Quote exactly, and only, the lines from the one with "pair like [549,309]." through the end of the listing.

-- START OF MATERIAL --

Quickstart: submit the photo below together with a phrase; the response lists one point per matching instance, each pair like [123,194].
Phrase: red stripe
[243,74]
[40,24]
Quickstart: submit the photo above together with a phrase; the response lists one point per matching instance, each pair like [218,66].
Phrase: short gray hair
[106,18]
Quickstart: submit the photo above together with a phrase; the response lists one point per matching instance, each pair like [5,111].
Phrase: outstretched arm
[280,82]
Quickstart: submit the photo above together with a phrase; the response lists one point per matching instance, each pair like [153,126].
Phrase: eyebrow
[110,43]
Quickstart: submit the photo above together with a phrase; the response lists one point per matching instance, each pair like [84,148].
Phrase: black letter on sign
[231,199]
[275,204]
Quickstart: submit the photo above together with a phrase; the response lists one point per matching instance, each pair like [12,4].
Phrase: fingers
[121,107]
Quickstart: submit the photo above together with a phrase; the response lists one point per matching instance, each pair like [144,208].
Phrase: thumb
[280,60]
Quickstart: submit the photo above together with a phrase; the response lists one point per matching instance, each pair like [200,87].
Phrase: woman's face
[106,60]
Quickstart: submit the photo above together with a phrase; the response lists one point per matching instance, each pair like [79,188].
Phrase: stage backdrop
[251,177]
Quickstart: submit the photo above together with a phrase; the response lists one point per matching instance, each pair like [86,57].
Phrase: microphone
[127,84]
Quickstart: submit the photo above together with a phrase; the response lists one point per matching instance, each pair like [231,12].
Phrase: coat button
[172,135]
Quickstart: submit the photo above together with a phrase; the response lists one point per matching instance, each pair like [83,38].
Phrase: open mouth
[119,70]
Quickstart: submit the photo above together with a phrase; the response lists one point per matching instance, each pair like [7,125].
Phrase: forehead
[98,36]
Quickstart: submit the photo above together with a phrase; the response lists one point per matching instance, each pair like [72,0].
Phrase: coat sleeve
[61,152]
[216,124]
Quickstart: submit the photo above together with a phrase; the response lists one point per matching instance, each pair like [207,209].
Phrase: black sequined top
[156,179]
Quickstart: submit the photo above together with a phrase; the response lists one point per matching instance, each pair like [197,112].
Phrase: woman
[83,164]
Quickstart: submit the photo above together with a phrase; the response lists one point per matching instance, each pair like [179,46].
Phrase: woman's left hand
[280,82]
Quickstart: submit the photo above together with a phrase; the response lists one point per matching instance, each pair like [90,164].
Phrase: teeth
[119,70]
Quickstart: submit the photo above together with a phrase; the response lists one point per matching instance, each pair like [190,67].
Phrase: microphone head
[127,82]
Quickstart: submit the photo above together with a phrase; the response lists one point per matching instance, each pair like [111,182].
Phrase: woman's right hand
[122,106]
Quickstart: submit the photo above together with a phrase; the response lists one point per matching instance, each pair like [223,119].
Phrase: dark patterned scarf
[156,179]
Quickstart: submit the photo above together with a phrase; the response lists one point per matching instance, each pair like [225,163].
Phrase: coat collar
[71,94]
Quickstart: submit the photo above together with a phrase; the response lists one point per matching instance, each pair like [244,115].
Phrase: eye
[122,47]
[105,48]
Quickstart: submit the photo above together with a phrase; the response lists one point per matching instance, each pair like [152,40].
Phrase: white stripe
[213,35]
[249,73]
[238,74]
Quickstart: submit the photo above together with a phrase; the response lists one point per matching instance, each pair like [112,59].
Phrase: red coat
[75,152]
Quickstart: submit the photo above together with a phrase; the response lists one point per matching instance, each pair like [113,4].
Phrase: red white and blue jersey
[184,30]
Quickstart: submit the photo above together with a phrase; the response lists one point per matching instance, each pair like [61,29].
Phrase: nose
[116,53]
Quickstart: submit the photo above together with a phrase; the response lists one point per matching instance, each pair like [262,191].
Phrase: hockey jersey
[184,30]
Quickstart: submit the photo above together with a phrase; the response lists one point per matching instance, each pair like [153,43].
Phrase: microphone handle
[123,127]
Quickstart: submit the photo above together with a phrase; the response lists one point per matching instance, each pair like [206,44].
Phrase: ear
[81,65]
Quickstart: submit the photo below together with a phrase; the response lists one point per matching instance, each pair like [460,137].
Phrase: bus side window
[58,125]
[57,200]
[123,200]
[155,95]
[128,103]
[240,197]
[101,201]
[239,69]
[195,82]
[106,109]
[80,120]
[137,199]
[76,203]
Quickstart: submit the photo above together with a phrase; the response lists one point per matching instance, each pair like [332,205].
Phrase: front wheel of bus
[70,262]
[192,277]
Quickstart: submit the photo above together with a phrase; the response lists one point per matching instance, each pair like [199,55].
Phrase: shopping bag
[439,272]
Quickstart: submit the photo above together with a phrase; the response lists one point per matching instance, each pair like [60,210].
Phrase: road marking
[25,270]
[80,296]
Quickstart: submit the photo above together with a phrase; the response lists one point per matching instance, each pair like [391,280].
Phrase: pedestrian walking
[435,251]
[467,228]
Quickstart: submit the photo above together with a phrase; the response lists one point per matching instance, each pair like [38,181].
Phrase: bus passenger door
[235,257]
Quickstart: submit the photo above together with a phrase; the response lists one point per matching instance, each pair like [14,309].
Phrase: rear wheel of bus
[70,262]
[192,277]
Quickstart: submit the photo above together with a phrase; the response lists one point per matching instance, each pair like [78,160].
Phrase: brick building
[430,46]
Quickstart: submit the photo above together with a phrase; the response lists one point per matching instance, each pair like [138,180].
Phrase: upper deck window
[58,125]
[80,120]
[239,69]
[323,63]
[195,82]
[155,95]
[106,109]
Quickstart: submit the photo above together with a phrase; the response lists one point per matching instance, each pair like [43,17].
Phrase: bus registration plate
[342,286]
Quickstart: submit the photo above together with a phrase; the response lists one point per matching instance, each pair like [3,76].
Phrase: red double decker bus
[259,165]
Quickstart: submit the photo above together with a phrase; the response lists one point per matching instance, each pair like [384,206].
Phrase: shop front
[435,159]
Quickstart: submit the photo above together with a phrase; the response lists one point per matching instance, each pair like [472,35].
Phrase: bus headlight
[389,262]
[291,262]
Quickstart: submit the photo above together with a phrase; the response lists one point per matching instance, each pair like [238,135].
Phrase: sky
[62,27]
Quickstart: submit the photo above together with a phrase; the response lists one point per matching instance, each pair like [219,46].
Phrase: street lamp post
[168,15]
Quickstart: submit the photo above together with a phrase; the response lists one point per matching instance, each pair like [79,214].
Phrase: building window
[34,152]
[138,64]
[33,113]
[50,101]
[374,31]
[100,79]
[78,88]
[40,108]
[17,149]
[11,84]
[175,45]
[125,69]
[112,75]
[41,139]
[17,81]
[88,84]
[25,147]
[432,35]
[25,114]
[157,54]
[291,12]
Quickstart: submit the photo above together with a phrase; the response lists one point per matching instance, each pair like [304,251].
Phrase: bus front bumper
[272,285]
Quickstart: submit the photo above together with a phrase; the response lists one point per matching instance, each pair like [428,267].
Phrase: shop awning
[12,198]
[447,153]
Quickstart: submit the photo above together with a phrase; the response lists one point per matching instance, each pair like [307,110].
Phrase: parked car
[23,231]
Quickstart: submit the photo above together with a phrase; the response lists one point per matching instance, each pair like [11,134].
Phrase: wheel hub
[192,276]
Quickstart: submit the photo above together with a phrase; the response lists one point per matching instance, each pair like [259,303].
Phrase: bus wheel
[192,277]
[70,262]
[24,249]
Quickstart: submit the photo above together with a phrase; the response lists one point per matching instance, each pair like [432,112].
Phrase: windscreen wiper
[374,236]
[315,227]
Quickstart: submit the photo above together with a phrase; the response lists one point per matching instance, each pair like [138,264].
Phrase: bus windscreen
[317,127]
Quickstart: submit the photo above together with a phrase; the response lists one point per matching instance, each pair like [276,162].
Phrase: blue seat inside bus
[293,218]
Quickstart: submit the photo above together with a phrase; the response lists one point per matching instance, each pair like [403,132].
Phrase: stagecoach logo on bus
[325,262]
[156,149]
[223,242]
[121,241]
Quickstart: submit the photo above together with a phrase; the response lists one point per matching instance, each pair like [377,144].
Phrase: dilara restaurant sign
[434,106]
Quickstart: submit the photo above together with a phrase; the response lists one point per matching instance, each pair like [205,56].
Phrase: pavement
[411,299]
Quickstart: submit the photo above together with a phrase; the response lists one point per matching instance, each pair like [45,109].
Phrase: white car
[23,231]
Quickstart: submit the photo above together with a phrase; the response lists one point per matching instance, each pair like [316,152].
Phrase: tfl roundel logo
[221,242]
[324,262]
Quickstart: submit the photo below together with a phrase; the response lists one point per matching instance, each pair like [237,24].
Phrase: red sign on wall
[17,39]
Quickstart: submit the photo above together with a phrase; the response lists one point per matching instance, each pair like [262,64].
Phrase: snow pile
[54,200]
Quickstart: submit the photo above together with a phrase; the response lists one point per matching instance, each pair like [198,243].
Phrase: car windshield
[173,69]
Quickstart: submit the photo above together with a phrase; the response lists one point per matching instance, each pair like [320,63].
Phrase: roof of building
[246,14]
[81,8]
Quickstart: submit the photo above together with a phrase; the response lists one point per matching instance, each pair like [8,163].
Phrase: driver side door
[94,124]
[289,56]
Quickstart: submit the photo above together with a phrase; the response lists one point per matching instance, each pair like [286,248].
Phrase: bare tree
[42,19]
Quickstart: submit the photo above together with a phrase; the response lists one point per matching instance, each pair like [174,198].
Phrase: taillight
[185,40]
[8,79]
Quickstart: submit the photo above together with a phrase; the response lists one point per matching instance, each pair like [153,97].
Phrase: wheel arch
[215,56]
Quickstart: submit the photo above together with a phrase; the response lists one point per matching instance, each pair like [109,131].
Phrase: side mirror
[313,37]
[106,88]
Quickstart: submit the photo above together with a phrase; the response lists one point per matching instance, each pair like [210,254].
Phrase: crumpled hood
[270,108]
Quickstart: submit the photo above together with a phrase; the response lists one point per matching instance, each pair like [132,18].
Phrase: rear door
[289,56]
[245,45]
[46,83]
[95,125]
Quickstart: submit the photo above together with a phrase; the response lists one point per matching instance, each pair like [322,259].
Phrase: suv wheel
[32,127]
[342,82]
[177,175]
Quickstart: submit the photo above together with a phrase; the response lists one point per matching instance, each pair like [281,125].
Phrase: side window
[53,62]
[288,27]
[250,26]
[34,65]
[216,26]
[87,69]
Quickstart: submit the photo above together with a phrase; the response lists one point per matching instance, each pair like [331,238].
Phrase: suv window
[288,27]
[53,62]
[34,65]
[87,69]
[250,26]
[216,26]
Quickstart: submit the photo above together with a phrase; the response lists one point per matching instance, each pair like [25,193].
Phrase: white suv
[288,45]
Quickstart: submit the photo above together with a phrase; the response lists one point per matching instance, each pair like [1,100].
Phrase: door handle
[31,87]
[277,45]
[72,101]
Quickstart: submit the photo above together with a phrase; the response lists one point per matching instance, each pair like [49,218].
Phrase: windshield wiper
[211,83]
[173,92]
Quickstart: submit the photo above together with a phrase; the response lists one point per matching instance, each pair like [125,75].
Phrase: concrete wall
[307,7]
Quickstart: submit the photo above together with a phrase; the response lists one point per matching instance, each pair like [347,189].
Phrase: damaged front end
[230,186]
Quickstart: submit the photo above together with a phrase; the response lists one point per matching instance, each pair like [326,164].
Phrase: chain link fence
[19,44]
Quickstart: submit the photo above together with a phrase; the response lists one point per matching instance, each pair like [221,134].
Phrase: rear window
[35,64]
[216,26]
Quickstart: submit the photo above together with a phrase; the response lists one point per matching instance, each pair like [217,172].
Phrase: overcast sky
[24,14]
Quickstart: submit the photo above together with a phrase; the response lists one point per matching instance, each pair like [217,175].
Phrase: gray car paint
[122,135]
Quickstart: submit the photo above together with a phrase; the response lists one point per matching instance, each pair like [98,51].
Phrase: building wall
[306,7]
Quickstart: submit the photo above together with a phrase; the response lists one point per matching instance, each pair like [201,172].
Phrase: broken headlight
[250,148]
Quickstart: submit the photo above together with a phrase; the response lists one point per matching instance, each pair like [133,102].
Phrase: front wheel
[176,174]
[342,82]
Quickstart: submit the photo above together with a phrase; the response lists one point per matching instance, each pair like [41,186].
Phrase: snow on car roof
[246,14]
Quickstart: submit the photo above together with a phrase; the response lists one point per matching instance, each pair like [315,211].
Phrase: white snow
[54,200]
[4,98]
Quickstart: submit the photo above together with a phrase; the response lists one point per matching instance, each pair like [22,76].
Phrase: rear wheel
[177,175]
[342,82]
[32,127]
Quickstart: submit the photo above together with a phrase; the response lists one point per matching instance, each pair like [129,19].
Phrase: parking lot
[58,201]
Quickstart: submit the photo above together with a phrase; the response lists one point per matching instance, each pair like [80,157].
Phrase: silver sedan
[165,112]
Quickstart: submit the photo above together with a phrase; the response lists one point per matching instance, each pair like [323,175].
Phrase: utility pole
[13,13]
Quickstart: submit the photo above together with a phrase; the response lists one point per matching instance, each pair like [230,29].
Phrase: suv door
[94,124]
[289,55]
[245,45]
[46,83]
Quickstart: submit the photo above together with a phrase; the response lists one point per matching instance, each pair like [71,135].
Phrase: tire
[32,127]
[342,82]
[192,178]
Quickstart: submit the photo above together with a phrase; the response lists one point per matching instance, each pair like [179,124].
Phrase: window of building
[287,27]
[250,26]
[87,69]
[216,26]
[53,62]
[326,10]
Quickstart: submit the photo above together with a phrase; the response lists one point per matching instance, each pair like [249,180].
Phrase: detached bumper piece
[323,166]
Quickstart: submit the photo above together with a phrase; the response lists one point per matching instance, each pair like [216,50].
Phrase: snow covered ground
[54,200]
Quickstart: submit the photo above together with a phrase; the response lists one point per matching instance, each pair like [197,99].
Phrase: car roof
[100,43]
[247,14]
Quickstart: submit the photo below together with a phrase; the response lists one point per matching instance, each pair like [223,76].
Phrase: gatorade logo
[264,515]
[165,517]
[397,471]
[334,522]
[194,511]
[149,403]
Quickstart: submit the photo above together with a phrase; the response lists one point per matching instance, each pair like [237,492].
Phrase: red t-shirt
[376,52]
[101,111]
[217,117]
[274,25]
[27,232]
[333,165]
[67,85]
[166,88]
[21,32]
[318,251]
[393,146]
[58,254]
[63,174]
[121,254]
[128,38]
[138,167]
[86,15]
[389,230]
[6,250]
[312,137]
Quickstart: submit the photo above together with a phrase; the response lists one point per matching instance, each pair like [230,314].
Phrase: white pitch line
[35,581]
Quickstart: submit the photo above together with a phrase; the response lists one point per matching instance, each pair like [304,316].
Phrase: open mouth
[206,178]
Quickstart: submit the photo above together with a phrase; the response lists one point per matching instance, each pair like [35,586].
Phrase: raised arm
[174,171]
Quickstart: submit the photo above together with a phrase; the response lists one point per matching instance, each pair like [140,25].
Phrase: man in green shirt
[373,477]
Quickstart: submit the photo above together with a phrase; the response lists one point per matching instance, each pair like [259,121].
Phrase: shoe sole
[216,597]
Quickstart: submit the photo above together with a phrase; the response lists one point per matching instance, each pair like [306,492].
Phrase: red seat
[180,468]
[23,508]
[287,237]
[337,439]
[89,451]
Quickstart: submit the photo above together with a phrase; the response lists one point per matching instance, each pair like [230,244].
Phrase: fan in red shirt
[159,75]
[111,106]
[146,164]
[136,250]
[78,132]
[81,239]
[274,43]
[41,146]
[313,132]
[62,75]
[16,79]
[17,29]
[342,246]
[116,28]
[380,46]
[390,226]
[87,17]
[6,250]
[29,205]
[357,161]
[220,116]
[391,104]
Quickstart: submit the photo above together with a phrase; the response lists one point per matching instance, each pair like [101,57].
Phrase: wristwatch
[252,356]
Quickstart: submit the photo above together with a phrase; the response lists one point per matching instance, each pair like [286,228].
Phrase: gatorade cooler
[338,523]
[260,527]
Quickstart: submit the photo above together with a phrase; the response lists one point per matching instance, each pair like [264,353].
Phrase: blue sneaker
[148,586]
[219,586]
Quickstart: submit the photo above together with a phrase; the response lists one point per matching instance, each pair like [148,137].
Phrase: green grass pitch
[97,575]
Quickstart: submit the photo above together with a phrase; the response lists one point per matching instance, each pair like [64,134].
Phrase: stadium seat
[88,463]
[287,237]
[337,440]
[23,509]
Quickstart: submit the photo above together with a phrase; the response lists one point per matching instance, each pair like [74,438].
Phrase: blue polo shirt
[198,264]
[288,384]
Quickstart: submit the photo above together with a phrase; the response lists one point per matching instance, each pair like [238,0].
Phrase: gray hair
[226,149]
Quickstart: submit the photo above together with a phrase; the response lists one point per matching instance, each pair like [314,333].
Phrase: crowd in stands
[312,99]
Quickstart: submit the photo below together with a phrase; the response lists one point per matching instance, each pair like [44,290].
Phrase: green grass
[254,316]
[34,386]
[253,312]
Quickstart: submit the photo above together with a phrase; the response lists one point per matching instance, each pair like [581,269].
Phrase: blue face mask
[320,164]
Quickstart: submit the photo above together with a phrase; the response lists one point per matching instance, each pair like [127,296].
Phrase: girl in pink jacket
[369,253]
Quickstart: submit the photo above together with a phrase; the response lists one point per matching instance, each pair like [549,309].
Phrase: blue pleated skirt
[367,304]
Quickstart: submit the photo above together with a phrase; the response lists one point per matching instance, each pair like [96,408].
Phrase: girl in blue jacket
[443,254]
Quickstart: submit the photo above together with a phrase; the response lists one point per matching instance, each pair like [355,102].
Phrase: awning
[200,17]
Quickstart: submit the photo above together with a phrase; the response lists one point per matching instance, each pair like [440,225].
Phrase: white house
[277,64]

-- END OF MATERIAL --

• **TASK OUTPUT**
Quickstart: submit the photo above together with a phrase; the response lists one point per matching instance, each pair like [549,309].
Phrase: blue pleated skirt
[367,304]
Quickstart: submit the photo above together with a phrase; the response lists one point per matching instance, each pair like [96,408].
Phrase: girl in blue jacket
[443,254]
Quickstart: submit the photo above together with a phrase; the response lists one point per matching instance, each pair like [355,102].
Phrase: awning
[200,17]
Quickstart: submit the photo above together with a phrase; the response lists one point per matching instance, each pair like [440,225].
Phrase: white house
[277,64]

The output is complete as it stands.